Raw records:

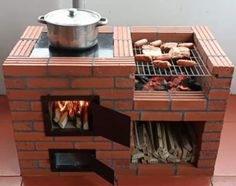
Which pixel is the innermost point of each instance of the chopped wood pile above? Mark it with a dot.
(172, 83)
(71, 114)
(163, 142)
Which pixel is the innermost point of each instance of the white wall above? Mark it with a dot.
(217, 14)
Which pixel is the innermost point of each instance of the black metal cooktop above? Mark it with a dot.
(104, 48)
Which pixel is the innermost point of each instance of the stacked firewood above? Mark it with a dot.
(73, 113)
(162, 142)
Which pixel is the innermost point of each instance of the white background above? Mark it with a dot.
(218, 15)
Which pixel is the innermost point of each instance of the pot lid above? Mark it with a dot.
(72, 17)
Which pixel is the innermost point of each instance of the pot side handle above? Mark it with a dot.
(103, 21)
(41, 19)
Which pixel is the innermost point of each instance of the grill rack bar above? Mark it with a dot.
(148, 69)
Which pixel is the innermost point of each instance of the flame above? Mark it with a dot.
(72, 107)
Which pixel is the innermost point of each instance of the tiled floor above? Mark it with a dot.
(225, 170)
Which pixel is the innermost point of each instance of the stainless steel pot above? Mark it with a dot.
(73, 28)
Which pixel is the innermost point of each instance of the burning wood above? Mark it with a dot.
(160, 142)
(73, 113)
(160, 83)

• [Instruction]: Express the material as a Markdown table with the columns "No." and "Line", starting at the line that contains "handle above? Mark it with a dot." and running through the last line of the material, both ends included. Number each row and leave out any blank lines.

• [Task output]:
| No. | Line |
|---|---|
| 1 | Which pixel is the innermost point of each instance of the pot side handle above? Mark it with a dot. |
| 2 | (103, 21) |
| 3 | (41, 19) |
| 4 | Which pixel is the innermost point of each instance of the grill rack bar above? Mark it with a dot. |
| 5 | (148, 69) |
| 6 | Which pixel is the innermost point of each instance of the flame above? Mark it with a dot. |
| 7 | (72, 107) |
| 8 | Which pixel is the innermost point of each instance of the tiled floor above? Mark it with a dot. |
| 9 | (225, 170) |
| 10 | Which pixel is the innermost point of each instance of the stainless steel pot above? Mark it with a dot. |
| 11 | (73, 28) |
| 12 | Which pixel is the innermost point of each instance of the burning wood above? Mark it with a dot. |
| 13 | (160, 142) |
| 14 | (73, 113) |
| 15 | (160, 83) |